» **The input**:

++++++++++

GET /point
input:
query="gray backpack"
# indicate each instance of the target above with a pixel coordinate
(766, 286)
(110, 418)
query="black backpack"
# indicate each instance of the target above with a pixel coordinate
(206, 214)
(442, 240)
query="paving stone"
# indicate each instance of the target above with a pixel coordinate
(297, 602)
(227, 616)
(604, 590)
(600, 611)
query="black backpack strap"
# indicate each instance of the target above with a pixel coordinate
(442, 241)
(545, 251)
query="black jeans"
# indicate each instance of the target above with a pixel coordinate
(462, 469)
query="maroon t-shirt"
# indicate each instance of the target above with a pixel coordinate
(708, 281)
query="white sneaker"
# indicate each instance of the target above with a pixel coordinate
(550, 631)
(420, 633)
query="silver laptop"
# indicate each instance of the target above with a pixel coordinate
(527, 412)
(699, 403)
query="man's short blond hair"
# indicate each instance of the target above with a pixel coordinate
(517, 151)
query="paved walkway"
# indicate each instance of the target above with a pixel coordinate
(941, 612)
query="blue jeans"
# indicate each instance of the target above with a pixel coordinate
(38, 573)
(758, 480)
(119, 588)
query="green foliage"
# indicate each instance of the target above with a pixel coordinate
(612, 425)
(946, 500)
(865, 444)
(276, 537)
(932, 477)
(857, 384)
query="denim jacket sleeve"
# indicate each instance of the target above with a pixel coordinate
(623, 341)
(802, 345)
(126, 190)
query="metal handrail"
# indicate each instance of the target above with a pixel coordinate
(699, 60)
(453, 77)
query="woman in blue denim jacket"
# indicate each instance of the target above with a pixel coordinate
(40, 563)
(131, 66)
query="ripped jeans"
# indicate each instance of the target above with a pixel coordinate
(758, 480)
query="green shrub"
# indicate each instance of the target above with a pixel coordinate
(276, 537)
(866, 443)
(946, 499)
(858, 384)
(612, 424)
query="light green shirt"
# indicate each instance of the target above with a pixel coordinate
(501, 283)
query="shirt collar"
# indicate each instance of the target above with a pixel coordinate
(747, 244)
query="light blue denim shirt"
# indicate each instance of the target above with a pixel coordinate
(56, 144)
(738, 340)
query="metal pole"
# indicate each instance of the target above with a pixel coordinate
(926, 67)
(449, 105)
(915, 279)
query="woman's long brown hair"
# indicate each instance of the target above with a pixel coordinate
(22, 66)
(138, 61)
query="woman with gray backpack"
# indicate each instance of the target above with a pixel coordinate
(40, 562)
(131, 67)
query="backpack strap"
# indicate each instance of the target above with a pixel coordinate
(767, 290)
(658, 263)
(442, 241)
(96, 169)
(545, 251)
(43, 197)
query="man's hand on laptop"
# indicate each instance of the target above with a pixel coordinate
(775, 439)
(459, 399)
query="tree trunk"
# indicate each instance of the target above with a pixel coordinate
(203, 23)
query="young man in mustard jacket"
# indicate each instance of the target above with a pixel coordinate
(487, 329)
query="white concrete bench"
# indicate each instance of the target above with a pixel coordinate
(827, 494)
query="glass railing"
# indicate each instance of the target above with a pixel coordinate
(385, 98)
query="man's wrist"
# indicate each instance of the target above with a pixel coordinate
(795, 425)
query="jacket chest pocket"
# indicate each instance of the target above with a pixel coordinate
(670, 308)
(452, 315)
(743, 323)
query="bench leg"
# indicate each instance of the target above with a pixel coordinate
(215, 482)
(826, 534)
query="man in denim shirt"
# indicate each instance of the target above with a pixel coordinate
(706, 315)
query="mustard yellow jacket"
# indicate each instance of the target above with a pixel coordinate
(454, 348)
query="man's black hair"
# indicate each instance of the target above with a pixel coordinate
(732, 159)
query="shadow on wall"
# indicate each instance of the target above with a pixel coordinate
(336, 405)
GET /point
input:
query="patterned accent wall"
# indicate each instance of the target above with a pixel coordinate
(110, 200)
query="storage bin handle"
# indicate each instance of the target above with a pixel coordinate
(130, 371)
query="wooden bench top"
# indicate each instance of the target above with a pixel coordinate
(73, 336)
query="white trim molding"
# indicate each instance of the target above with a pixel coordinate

++++++++++

» **Problem to solve**: Pick out every line in the material above that contains the string "hair", with uppercase and lowercase letters counted as different.

» **Solution to this problem**:
query="man's short blond hair"
query="woman's long brown hair"
query="man's black hair"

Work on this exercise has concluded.